# EXERCISE AIM:
Please update the entries between the lines holding "Draw the outline of every instance of the orange" and "529 963 L 532", inclusive, changing "fallen leaf" to "maple leaf" and leaving everything else unchanged.

-- START --

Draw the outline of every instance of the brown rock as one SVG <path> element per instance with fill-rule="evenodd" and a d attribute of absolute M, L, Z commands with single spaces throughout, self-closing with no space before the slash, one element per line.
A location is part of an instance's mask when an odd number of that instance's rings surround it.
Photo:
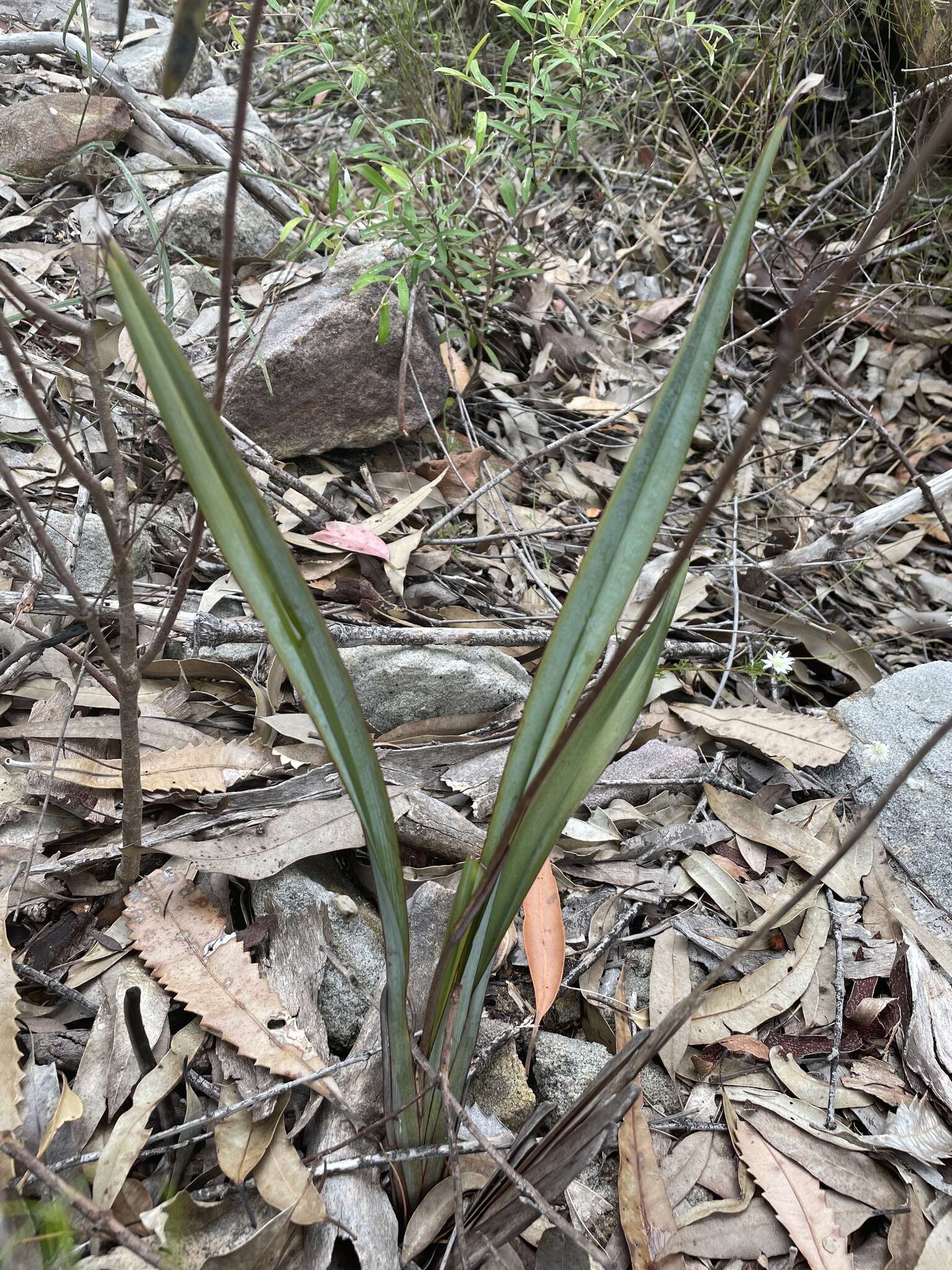
<path fill-rule="evenodd" d="M 352 295 L 360 274 L 399 250 L 367 244 L 344 251 L 320 281 L 265 310 L 255 324 L 256 351 L 250 343 L 240 349 L 222 413 L 275 457 L 368 448 L 399 436 L 404 318 L 392 297 L 390 338 L 378 344 L 383 284 Z M 426 423 L 426 410 L 439 415 L 449 387 L 423 293 L 414 312 L 410 368 L 405 408 L 414 432 Z"/>
<path fill-rule="evenodd" d="M 90 141 L 118 141 L 129 108 L 114 97 L 48 93 L 0 110 L 0 170 L 46 177 Z"/>

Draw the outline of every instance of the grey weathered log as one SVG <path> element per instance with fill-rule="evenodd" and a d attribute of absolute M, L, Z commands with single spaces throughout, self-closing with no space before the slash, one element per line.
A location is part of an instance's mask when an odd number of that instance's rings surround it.
<path fill-rule="evenodd" d="M 18 603 L 18 593 L 0 593 L 0 617 L 13 613 Z M 90 608 L 100 618 L 118 617 L 119 606 L 114 599 L 96 601 L 90 598 Z M 81 616 L 79 606 L 65 593 L 39 594 L 33 608 L 37 613 L 56 613 L 60 616 Z M 157 625 L 165 613 L 160 605 L 136 605 L 136 617 L 147 626 Z M 439 644 L 468 644 L 472 648 L 533 648 L 548 641 L 552 634 L 550 626 L 377 626 L 369 622 L 327 622 L 327 630 L 335 644 L 341 648 L 359 648 L 366 644 L 382 644 L 402 648 L 426 648 Z M 264 644 L 265 630 L 254 618 L 222 618 L 212 613 L 180 612 L 171 626 L 171 634 L 189 639 L 197 646 L 211 650 L 222 644 Z M 664 660 L 722 658 L 726 645 L 712 640 L 665 640 Z"/>
<path fill-rule="evenodd" d="M 132 88 L 126 81 L 126 76 L 118 66 L 114 66 L 99 53 L 90 51 L 91 56 L 88 64 L 86 46 L 79 36 L 57 30 L 27 30 L 0 36 L 0 57 L 11 53 L 72 53 L 88 74 L 108 84 L 117 97 L 128 103 L 133 119 L 143 132 L 160 141 L 171 138 L 202 159 L 203 163 L 227 171 L 231 163 L 231 154 L 221 141 L 192 123 L 165 114 L 149 98 L 143 97 L 138 89 Z M 259 173 L 251 171 L 246 165 L 242 165 L 241 169 L 241 183 L 281 220 L 287 221 L 292 216 L 302 215 L 301 206 L 293 198 L 286 194 L 273 180 L 268 180 Z"/>

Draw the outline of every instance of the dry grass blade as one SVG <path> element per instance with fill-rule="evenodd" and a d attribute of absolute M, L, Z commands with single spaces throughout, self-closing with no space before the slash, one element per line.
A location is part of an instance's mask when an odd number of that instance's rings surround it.
<path fill-rule="evenodd" d="M 166 865 L 126 900 L 132 942 L 159 982 L 202 1026 L 275 1076 L 294 1080 L 326 1062 L 293 1022 L 225 918 L 184 872 Z M 316 1081 L 321 1093 L 336 1092 Z"/>

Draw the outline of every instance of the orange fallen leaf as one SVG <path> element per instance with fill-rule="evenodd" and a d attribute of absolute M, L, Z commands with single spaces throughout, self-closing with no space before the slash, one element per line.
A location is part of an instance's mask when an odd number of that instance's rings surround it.
<path fill-rule="evenodd" d="M 529 963 L 532 987 L 536 992 L 536 1022 L 532 1025 L 532 1039 L 526 1057 L 528 1067 L 532 1059 L 532 1046 L 542 1016 L 559 996 L 565 969 L 565 926 L 562 907 L 559 902 L 559 883 L 555 880 L 551 861 L 546 860 L 538 876 L 529 886 L 522 906 L 522 937 L 526 944 L 526 959 Z"/>

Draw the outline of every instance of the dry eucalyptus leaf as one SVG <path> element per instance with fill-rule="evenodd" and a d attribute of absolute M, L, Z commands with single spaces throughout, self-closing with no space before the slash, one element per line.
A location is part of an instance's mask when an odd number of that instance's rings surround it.
<path fill-rule="evenodd" d="M 692 728 L 702 728 L 708 737 L 731 740 L 741 749 L 773 758 L 790 772 L 796 767 L 838 763 L 853 743 L 847 729 L 829 715 L 820 719 L 762 706 L 715 710 L 693 704 L 673 705 L 671 710 Z"/>
<path fill-rule="evenodd" d="M 795 1058 L 783 1053 L 781 1045 L 774 1045 L 770 1050 L 770 1067 L 777 1080 L 782 1085 L 786 1085 L 795 1097 L 821 1110 L 829 1106 L 829 1085 L 826 1081 L 819 1081 L 815 1076 L 807 1076 Z M 861 1093 L 859 1090 L 838 1088 L 833 1105 L 838 1111 L 847 1107 L 868 1107 L 872 1105 L 872 1099 L 866 1093 Z"/>
<path fill-rule="evenodd" d="M 814 1175 L 788 1160 L 743 1120 L 735 1133 L 744 1163 L 810 1270 L 853 1270 L 847 1241 Z"/>
<path fill-rule="evenodd" d="M 692 1044 L 706 1045 L 731 1031 L 753 1031 L 795 1006 L 807 989 L 829 930 L 830 911 L 825 900 L 817 902 L 807 909 L 791 952 L 706 992 L 691 1020 Z"/>
<path fill-rule="evenodd" d="M 218 1166 L 226 1177 L 234 1182 L 244 1182 L 251 1170 L 256 1168 L 270 1146 L 278 1125 L 283 1121 L 288 1097 L 287 1093 L 282 1095 L 272 1111 L 260 1120 L 254 1119 L 251 1107 L 244 1107 L 215 1125 L 215 1149 L 218 1156 Z M 228 1082 L 223 1083 L 221 1106 L 234 1106 L 235 1102 L 240 1101 L 241 1095 L 235 1086 Z M 287 1208 L 287 1204 L 272 1206 Z"/>
<path fill-rule="evenodd" d="M 289 1210 L 296 1226 L 316 1226 L 327 1219 L 327 1210 L 314 1185 L 310 1168 L 281 1126 L 255 1168 L 255 1185 L 258 1194 L 272 1208 Z"/>
<path fill-rule="evenodd" d="M 410 808 L 409 795 L 393 791 L 390 806 L 393 819 L 400 819 Z M 326 801 L 296 803 L 281 814 L 269 812 L 253 824 L 235 827 L 226 837 L 174 838 L 162 843 L 162 851 L 209 872 L 258 881 L 298 860 L 329 851 L 353 851 L 364 841 L 354 804 L 341 795 Z"/>
<path fill-rule="evenodd" d="M 93 1180 L 93 1201 L 112 1208 L 122 1190 L 140 1151 L 149 1139 L 149 1120 L 161 1100 L 182 1080 L 184 1064 L 189 1063 L 202 1044 L 202 1029 L 188 1024 L 171 1039 L 171 1048 L 151 1072 L 146 1072 L 132 1095 L 132 1106 L 123 1111 L 112 1128 L 109 1139 L 96 1162 Z"/>
<path fill-rule="evenodd" d="M 225 933 L 225 918 L 184 872 L 166 865 L 137 883 L 126 899 L 126 922 L 155 978 L 239 1054 L 286 1080 L 325 1066 L 244 945 Z M 327 1087 L 315 1082 L 320 1092 Z"/>
<path fill-rule="evenodd" d="M 143 754 L 142 789 L 146 792 L 195 790 L 199 794 L 223 794 L 237 781 L 270 767 L 272 756 L 260 745 L 241 740 L 209 740 L 201 745 Z M 118 790 L 122 789 L 122 761 L 70 753 L 57 762 L 56 776 L 88 789 Z"/>
<path fill-rule="evenodd" d="M 792 824 L 779 815 L 770 815 L 740 794 L 729 794 L 727 790 L 717 790 L 712 785 L 706 785 L 704 792 L 711 810 L 729 829 L 782 851 L 809 874 L 817 872 L 836 850 L 807 829 L 801 829 L 798 824 Z M 849 899 L 861 893 L 861 878 L 857 876 L 859 867 L 862 865 L 853 867 L 853 861 L 849 859 L 840 860 L 824 881 L 840 899 Z"/>
<path fill-rule="evenodd" d="M 0 897 L 0 1133 L 19 1129 L 20 1050 L 17 1045 L 17 1015 L 20 997 L 17 989 L 17 972 L 13 968 L 13 949 L 6 937 L 6 904 L 9 888 Z M 14 1179 L 14 1162 L 0 1154 L 0 1190 Z"/>

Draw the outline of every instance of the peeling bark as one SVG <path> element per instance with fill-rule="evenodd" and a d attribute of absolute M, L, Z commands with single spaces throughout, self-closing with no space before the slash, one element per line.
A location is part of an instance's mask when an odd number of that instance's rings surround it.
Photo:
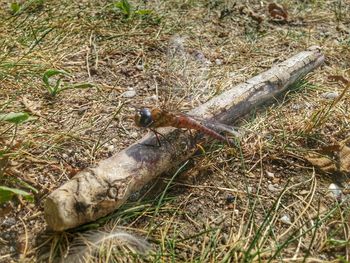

-- END --

# REPLY:
Draw the outline of every instance of the orange maple leaf as one SVG <path> element per instance with fill-rule="evenodd" and a d attribute of absolute M, L, Z commands with single spaces throughout, self-closing with no space before the slash, one element per line.
A location is part of an instance's mask when an odd number of that instance's rings surround it.
<path fill-rule="evenodd" d="M 529 963 L 532 987 L 536 992 L 536 1022 L 532 1025 L 532 1039 L 526 1057 L 528 1067 L 532 1059 L 532 1046 L 542 1016 L 559 996 L 565 969 L 565 926 L 562 907 L 559 902 L 559 883 L 555 880 L 551 861 L 546 860 L 538 876 L 529 886 L 522 906 L 522 937 L 526 944 L 526 959 Z"/>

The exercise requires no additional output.